### Fragment tekstu
↓↓↓
Minęły czasy układów…:) ze złotą rybką
Siemianowiczanin Henryk Świerzy wędkuje od 40 lat. To kawał czasu, więc pomyślałam, że może udało mu się kiedyś złowić złotą rybkę i takie też zadałam pytanie.
- Owszem – odpowiedział i na dowód pokazał mi wykonane komórką zdjęcie takowej, spoczywającej w dłoniach.
- W samej rzeczy rybka jest złota – skonstatowałam – jednak istotne, czy złowione stworzenie wystąpiło z propozycją?
Usłyszałam, że twarda z niej sztuka była i nie miała zamiaru negocjować. Może – dywagowałam więc – spotkała się z opinią, że Henryk Świerzy jest nieprzejednany i do wszelakich układów nieskory, a poza tym – przypomniałam sobie - ryby głosu nie mają…
Owe rozważania ukrócił mój rozmówca celnym spostrzeżeniem „ A jak sie godo z gembą pełną wody?!” I już poważnie dodał, że z tym brakiem głosu u ryb, to nie do końca prawda. „Pewne ryby z wód tropikalnych potrafią wydawać skrzelami dźwięki podobne do rechotu żab”.
Wróćmy jednak do złotej rybki.
- Naszą, polską złotą rybką jest rodzimy karaś. To piękna, spokojna ryba, która lubi glinianki i przytulne stawy. W siemianowickich akwenach bardzo rzadko można się na nią natknąć. W ogóle karaś pospolity jest objęty ochroną, gdyż wypierają go gatunki ekspansywne, nieopatrznie wpuszczane kiedyś do naszych wód, jak np. karaś japończyk popularnie zwany dublem. To bardzo szczególna ryba, która występuje tylko w rodzaju żeńskim. Samice składają ikrę, która zapładniana jest przez samce innych gatunków ryb karpiowatych. Z niej wykluwają się kolejne okazy – znowu samiczki. Na drastyczne zmniejszenie się populacji rodzimej złotej rybki ma również wpływ fakt występowania karpia w naszych wodach, który w poszukiwaniu pokarmu aż ryje w dnie zbiornika nie zostawiając prawie nic dla innych ryb.
- Jednym słowem złota rybka nie musi prosić o darowanie życia proponując spełnienie trzech życzeń, bo wędkarze zobowiązani są do jej ochrony.
- Ale przychodząc nad staw, czyli można rzec do królestwa złotej rybki, jesteśmy i tak szczodrze obdarowani.
- ???
- Tak, tak, to siedzenie z wędką, to także czarowny czas sam na sam z przyrodą. Wędkuję nie tylko w siemianowickich akwenach, ale najczęściej tu, w śląskiej aglomeracji i czasem aż dziw bierze, jakie przytrafiają mi się spotkania. Na przykład siedzę sobie wpatrzony w staw, odwracam się, by sięgnąć do torby, a tu za mną dwie piękne, białe czaple. Wspaniały widok! A kiedyś piżmak wyjadał mi kanapki. W ogóle, kiedy cichnie uliczny ruch, stawy i obszar wokół nich ożywają.
↑↑↑
### Zestaw rekordów
↓↓↓
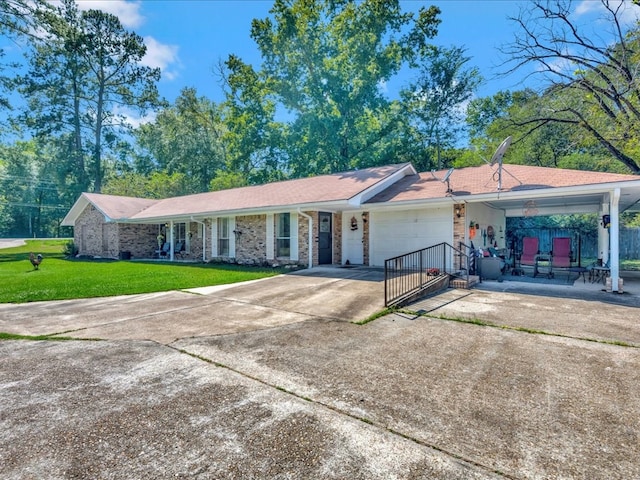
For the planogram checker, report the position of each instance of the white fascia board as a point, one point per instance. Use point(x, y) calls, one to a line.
point(412, 204)
point(329, 206)
point(545, 211)
point(362, 197)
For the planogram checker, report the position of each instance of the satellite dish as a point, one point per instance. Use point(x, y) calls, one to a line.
point(445, 179)
point(497, 157)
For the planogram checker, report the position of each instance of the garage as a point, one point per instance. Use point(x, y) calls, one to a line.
point(401, 231)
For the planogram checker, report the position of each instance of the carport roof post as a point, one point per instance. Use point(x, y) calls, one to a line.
point(614, 238)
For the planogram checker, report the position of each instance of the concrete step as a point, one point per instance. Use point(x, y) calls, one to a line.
point(458, 282)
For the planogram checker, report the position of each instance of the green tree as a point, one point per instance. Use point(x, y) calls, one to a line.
point(187, 138)
point(158, 184)
point(255, 140)
point(324, 63)
point(436, 100)
point(590, 77)
point(84, 75)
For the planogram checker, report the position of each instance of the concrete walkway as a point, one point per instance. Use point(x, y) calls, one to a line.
point(271, 380)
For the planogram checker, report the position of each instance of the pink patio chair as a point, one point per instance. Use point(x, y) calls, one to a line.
point(561, 252)
point(529, 251)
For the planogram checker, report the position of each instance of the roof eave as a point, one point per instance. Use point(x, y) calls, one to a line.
point(315, 206)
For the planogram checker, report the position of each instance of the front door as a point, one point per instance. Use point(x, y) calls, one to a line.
point(324, 238)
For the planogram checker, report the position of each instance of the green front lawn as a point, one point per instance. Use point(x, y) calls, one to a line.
point(59, 278)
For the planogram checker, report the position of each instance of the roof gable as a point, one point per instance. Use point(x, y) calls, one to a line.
point(113, 207)
point(336, 188)
point(484, 180)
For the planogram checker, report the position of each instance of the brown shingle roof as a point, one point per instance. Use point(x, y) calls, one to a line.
point(484, 179)
point(338, 187)
point(117, 207)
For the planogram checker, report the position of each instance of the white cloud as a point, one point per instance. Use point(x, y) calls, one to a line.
point(132, 118)
point(161, 56)
point(628, 13)
point(128, 12)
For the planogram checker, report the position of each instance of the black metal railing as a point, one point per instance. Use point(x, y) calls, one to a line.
point(409, 274)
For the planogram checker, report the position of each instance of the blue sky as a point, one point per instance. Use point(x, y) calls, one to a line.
point(187, 38)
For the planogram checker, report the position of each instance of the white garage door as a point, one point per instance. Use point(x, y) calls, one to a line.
point(399, 232)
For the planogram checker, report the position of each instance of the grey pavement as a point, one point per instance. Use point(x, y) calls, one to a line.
point(272, 379)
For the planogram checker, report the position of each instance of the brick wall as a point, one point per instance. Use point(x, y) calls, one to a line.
point(251, 248)
point(93, 236)
point(337, 238)
point(365, 238)
point(459, 229)
point(140, 240)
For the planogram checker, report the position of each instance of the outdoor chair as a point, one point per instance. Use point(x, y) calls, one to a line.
point(561, 252)
point(530, 250)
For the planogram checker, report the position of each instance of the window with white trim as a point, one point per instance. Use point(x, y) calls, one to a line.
point(283, 235)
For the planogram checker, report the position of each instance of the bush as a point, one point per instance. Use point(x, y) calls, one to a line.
point(69, 249)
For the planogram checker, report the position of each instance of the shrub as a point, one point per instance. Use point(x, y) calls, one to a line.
point(69, 249)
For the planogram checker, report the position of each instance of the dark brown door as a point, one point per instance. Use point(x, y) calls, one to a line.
point(324, 238)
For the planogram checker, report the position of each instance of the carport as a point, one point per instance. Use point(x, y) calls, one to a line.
point(607, 201)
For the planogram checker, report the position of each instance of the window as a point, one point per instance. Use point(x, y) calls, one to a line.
point(283, 235)
point(223, 237)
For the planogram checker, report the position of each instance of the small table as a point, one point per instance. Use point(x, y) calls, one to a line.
point(544, 258)
point(580, 271)
point(599, 273)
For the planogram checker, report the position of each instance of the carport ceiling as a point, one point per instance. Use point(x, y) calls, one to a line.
point(585, 203)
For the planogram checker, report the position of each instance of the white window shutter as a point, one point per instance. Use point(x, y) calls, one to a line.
point(214, 237)
point(293, 242)
point(232, 237)
point(269, 242)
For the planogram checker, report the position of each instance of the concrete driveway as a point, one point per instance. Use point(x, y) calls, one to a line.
point(279, 385)
point(322, 293)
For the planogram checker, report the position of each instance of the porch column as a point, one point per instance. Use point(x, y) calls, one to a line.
point(171, 240)
point(603, 234)
point(614, 238)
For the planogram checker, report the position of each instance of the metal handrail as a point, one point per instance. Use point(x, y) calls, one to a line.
point(408, 274)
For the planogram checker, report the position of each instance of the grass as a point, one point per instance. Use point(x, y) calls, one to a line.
point(59, 278)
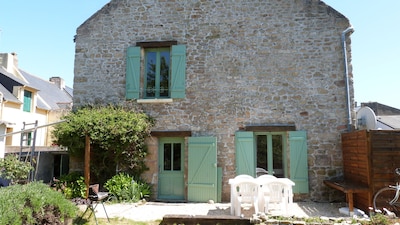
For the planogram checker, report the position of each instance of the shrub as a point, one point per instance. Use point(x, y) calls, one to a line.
point(72, 185)
point(13, 169)
point(34, 203)
point(123, 188)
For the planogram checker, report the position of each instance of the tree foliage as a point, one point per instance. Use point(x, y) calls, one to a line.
point(117, 138)
point(13, 169)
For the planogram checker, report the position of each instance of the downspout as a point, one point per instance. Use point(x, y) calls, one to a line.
point(346, 76)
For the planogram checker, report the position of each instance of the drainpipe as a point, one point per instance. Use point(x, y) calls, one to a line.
point(346, 75)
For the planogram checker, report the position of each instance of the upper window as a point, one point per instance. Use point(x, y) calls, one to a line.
point(156, 72)
point(27, 101)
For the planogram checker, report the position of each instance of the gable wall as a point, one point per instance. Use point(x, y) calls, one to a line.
point(248, 62)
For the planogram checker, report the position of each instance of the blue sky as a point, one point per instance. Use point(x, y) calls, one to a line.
point(41, 33)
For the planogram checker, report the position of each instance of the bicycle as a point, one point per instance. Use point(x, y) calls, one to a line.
↑↑↑
### Zadanie do wykonania
Przepisz dosłownie fragment tekstu o złotej rybce od słów „- Ale przychodząc” aż do słów „wokół nich ożywają.” włącznie. Listing nie odgrywa tu żadnej roli.

### Odpowiedź pisemna
- Ale przychodząc nad staw, czyli można rzec do królestwa złotej rybki, jesteśmy i tak szczodrze obdarowani.
- ???
- Tak, tak, to siedzenie z wędką, to także czarowny czas sam na sam z przyrodą. Wędkuję nie tylko w siemianowickich akwenach, ale najczęściej tu, w śląskiej aglomeracji i czasem aż dziw bierze, jakie przytrafiają mi się spotkania. Na przykład siedzę sobie wpatrzony w staw, odwracam się, by sięgnąć do torby, a tu za mną dwie piękne, białe czaple. Wspaniały widok! A kiedyś piżmak wyjadał mi kanapki. W ogóle, kiedy cichnie uliczny ruch, stawy i obszar wokół nich ożywają.